■ Given request ■
Copy everything from the start of the records down to the line containing "M 166 95 L 167", substituting "contour" for "outline" and leaving all else as it is.

■ Working data ■

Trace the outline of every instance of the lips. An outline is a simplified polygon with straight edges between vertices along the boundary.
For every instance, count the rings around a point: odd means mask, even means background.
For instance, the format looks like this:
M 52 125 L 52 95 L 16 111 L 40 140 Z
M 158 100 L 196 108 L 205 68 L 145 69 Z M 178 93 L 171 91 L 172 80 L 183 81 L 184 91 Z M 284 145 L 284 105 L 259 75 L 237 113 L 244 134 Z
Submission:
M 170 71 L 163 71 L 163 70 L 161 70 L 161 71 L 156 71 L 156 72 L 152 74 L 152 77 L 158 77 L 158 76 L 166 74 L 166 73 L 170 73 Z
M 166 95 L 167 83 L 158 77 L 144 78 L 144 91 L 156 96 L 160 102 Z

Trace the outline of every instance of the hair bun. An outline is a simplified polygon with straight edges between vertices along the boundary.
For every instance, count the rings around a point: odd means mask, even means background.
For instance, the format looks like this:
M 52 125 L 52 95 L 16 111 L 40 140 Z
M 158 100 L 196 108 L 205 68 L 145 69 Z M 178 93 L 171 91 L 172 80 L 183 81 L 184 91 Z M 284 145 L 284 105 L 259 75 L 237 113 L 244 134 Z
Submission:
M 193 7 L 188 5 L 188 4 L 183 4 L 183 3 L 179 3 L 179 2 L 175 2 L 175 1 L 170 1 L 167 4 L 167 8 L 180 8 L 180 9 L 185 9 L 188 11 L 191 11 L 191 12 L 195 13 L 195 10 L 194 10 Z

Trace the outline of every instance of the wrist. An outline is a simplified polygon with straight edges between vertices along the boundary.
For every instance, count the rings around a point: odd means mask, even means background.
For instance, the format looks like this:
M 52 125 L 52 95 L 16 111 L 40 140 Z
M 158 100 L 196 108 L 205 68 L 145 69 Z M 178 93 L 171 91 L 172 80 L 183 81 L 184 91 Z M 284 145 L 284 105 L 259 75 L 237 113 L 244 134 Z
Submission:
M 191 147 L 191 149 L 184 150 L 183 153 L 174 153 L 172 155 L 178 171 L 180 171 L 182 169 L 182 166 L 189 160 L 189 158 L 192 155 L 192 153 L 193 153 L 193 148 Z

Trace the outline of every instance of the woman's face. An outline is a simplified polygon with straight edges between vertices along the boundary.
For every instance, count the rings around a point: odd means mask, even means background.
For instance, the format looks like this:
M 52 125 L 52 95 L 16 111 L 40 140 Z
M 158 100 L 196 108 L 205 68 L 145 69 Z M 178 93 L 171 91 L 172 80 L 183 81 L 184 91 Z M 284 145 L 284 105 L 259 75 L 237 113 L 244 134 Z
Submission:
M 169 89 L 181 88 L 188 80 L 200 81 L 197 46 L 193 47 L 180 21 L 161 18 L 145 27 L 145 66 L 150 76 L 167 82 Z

■ Response for this exercise ■
Trace the contour of every instance of the lips. An contour is a simplified polygon with straight edges between vertices along the boundary.
For every instance, count the rings around a point: odd means mask, even means background.
For instance, the format looks like this:
M 52 125 L 52 95 L 16 111 L 40 140 Z
M 158 100 L 196 108 L 205 68 L 145 69 Z M 178 93 L 171 91 L 172 80 L 183 81 L 184 91 Z M 284 145 L 284 105 L 259 75 L 237 113 L 244 134 Z
Submission:
M 170 71 L 163 71 L 163 70 L 161 70 L 161 71 L 156 71 L 156 72 L 152 74 L 152 77 L 158 77 L 158 76 L 166 74 L 166 73 L 170 73 Z
M 166 95 L 167 83 L 158 77 L 144 78 L 144 91 L 156 96 L 160 102 Z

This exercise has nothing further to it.